>> BEGIN Selected excerpt

- Born: Leonhard Josef Hubert Drach 9 March 1903 Aachen, Kingdom of Prussia, German Empire
- Died: 12 January 1996 (aged 92) Ludwigshafen, Germany
- Occupations: Regional public prosecutor Convicted war criminal
- Political party: NSDAP (1933-1945)

= Leonhard Drach =

German jurist

Leonhard Drach (9 March 1903 – 12 January 1996) was a German jurist and convicted war criminal.

His criminal conviction arose from his work as a government prosecutor in occupied Luxembourg during the early 1940s. He was pardoned in 1954 and made his way back into the legal service as a regional prosecutor in Frankenthal, Germany. However, in 1965 his Nazi past was raised in the press by a disgruntled party whom Drach had recently prosecuted, and a wider media storm ensued. Matters were raised which generated some painfully intense public soul searching, and Drach's application, at the age of 63, to take early retirement was accepted in 1966.

==Life==
===Early years===
Leonhard Josef Hubert Drach was born and grew up in Aachen. He studied jurisprudence at Cologne and Bonn, qualifying in 1928 and taking a post as a Court Assessor in Aachen. Late in 1931 he moved on, becoming an assistant in the Prosecutor's Office at Trier, where in April 1933 he became a senior administrative assistant specialising in press and political crimes. Context for this appointment is provided by the régime change of January 1933, following which the new government lost little time in creating a one party dictatorship in Germany. It was also during 1933 that Drach joined the Nazi Party, the National Socialist Association of Legal Professionals (NSRB / Nationalsozialistischer Rechtswahrerbund) and the ruling party's paramilitary wing (SA), also becoming a sponsoring member of the SS. In 1934, following the conventional career path implicit in his previous year's promotion, he was appointed a district prosecutor in Trier. Between 1937 and 1940 he was simultaneously also employed by the Gau (regional) Law Office.

>> END Selected excerpt

- **Required work**
(1) Answer these questions from the biography of Leonhard Drach:
(a) In what year was Drach pardoned?
(b) At which universities did he study jurisprudence?
(c) In what city did he die?
(2) Reproduce word for word the stretch of the Drach biography from "His criminal conviction" through "accepted in 1966.".

>> BEGIN Stored data

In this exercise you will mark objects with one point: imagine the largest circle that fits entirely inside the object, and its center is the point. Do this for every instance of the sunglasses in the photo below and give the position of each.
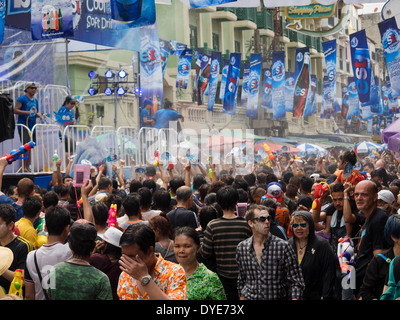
(296, 225)
(263, 218)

>> END Stored data

- **Results in order**
(1)
(a) 1954
(b) Cologne and Bonn
(c) Ludwigshafen, Germany

(2)
His criminal conviction arose from his work as a government prosecutor in occupied Luxembourg during the early 1940s. He was pardoned in 1954 and made his way back into the legal service as a regional prosecutor in Frankenthal, Germany. However, in 1965 his Nazi past was raised in the press by a disgruntled party whom Drach had recently prosecuted, and a wider media storm ensued. Matters were raised which generated some painfully intense public soul searching, and Drach's application, at the age of 63, to take early retirement was accepted in 1966.